- **Exercise requirements**
Rewrite each of the entries below as a JSON list of strings, with one string per line and no blank lines.
───── Extracted records ─────
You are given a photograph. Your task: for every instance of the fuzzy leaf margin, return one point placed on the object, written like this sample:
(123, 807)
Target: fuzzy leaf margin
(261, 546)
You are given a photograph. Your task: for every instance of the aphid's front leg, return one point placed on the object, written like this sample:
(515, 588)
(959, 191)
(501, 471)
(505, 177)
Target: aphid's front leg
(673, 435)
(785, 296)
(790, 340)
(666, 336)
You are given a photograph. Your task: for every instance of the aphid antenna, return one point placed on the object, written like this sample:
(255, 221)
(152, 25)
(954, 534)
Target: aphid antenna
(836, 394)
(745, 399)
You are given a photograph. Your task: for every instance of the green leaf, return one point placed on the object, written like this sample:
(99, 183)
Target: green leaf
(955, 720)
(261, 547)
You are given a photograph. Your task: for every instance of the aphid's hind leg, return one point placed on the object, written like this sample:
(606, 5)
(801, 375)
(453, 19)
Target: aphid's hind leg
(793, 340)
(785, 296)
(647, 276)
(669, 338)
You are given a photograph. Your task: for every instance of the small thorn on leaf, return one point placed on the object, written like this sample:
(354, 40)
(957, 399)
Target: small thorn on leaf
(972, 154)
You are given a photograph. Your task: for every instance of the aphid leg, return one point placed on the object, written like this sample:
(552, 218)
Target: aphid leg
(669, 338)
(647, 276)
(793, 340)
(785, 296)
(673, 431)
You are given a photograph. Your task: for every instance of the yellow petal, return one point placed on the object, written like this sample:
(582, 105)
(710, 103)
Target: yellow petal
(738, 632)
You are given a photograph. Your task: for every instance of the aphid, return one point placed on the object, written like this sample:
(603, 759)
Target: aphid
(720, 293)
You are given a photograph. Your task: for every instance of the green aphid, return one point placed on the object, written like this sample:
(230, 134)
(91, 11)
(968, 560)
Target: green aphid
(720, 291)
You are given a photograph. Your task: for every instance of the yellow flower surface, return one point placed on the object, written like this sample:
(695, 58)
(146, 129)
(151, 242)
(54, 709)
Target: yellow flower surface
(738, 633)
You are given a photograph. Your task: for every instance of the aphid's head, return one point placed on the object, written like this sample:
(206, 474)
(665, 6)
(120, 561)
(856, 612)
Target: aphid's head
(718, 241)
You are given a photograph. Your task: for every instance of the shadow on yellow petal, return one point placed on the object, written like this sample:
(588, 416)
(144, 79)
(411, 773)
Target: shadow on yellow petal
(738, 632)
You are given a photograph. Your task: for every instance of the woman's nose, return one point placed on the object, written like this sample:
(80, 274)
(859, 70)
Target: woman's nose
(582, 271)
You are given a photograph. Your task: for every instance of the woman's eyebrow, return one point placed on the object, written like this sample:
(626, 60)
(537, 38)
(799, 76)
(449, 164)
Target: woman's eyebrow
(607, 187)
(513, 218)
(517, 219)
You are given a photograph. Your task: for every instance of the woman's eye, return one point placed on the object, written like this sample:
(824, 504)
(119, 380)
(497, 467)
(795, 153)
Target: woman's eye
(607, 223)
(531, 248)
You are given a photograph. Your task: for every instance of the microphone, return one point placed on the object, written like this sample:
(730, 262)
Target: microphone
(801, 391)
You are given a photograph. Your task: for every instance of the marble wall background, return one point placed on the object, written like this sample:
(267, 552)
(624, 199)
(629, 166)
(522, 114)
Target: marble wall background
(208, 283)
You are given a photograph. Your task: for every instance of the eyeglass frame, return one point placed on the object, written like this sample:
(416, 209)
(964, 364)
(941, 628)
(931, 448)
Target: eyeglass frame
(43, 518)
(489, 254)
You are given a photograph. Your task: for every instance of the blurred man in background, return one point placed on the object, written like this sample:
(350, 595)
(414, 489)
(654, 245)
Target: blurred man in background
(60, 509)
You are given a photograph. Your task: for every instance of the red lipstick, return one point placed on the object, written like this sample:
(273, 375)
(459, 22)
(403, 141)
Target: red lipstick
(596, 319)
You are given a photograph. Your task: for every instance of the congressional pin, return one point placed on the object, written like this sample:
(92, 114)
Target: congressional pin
─────
- **Reply to the task**
[
  "You are given a photograph. Your task: for every instance of the fuzzy leaf margin, return one point placed on the object, written like this sample:",
  "(123, 807)",
  "Target: fuzzy leaf margin",
  "(261, 546)",
  "You are given a photograph. Your task: for every instance of the aphid's front leg, return one point placed on the object, written like this sample:",
  "(515, 588)",
  "(959, 191)",
  "(501, 471)",
  "(505, 177)",
  "Target: aphid's front leg",
  "(673, 435)",
  "(785, 296)",
  "(790, 340)",
  "(666, 336)",
  "You are given a photograph. Your task: for every instance of the aphid antenna, return one point placed on the object, written like this sample:",
  "(255, 221)",
  "(152, 25)",
  "(954, 534)",
  "Target: aphid antenna",
  "(836, 394)",
  "(745, 399)",
  "You are given a photograph. Your task: for every instance of the green leaf, return one point placed on the object, written like this sample:",
  "(99, 183)",
  "Target: green leaf",
  "(955, 720)",
  "(261, 547)",
  "You are given a photograph. Your task: for every instance of the aphid's hind leg, return one point placed on the object, written like this sample:",
  "(606, 5)",
  "(801, 375)",
  "(453, 19)",
  "Target: aphid's hind leg",
  "(793, 340)",
  "(785, 296)",
  "(647, 276)",
  "(669, 338)",
  "You are given a photograph. Your task: for every instance of the small thorn on leaf, return one point placed on the object, written like this sample:",
  "(354, 40)",
  "(957, 399)",
  "Target: small thorn on leaf",
  "(972, 154)",
  "You are given a photograph. Your task: for every instance of the aphid leg, return one point placed on the object, written like this sample:",
  "(552, 218)",
  "Target: aphid leg",
  "(669, 338)",
  "(647, 276)",
  "(793, 340)",
  "(785, 296)",
  "(673, 431)",
  "You are given a photograph. Your task: for every instance of the yellow petal, return one point placed on the object, written like this sample:",
  "(582, 105)",
  "(710, 103)",
  "Target: yellow petal",
  "(738, 632)",
  "You are given a photograph. Your task: for every instance of the aphid, return one point placed on the object, written like this sample:",
  "(603, 759)",
  "Target: aphid",
  "(720, 293)",
  "You are given a photograph. Your task: for every instance of the green aphid, return one point placed on the object, written like this sample:",
  "(230, 134)",
  "(91, 11)",
  "(968, 560)",
  "Target: green aphid",
  "(720, 291)",
  "You are given a photograph. Your task: for every instance of the yellow flower surface, return one point placed on the object, written like this sample:",
  "(695, 58)",
  "(146, 129)",
  "(151, 242)",
  "(54, 709)",
  "Target: yellow flower surface",
  "(738, 633)",
  "You are given a photograph. Your task: for every instance of the aphid's head, return one point placed on the object, written like this sample:",
  "(206, 474)",
  "(665, 6)",
  "(120, 561)",
  "(856, 612)",
  "Target: aphid's head",
  "(718, 241)",
  "You are given a photograph. Your task: for every instance of the shadow on yellow petal, return one point placed on the object, written like this sample:",
  "(588, 416)",
  "(144, 79)",
  "(411, 773)",
  "Target: shadow on yellow petal",
  "(738, 632)",
  "You are given a photograph. Your task: for every instance of the woman's nose, return one point placed on the object, written like this sample:",
  "(80, 274)",
  "(859, 70)",
  "Target: woman's nose",
  "(582, 271)",
  "You are given a photograph. Your task: for every instance of the woman's eyebrow, return one point placed on the object, written like this sample:",
  "(626, 60)",
  "(537, 38)",
  "(799, 76)",
  "(449, 164)",
  "Target: woman's eyebrow",
  "(607, 187)",
  "(513, 218)",
  "(517, 219)",
  "You are given a photograph. Your task: for every instance of the woman's eye, return one point placed on the object, written like this sample:",
  "(824, 504)",
  "(119, 380)",
  "(497, 467)",
  "(795, 153)",
  "Target: woman's eye",
  "(607, 223)",
  "(531, 248)",
  "You are given a photograph. Your task: for every instance of the microphone, return one point placed on the object, written like this sample:",
  "(730, 262)",
  "Target: microphone",
  "(801, 391)",
  "You are given a photograph. Your task: for every instance of the marble wall background, return one point placed on the object, written like this sample:",
  "(267, 552)",
  "(624, 199)",
  "(629, 166)",
  "(522, 114)",
  "Target: marble wall background",
  "(208, 283)",
  "You are given a photograph. Your task: for every instance of the eyeglass frame, return one point placed on the object, written like this sample:",
  "(416, 209)",
  "(964, 364)",
  "(941, 628)",
  "(931, 448)",
  "Target: eyeglass frame",
  "(43, 518)",
  "(489, 254)",
  "You are given a photograph. Your task: for every instance of the blurred man in background, return one point placed on the object, written like this sample:",
  "(350, 595)",
  "(414, 489)",
  "(654, 245)",
  "Target: blurred man in background",
  "(60, 509)",
  "You are given a photograph. Your task: for every instance of the red lipstick, return one point placed on the object, written like this sample:",
  "(273, 375)",
  "(459, 22)",
  "(403, 141)",
  "Target: red lipstick",
  "(596, 319)",
  "You are given a photograph. Your task: for every instance of the congressional pin, return one point placed on the object, written like this sample:",
  "(92, 114)",
  "Target: congressional pin"
]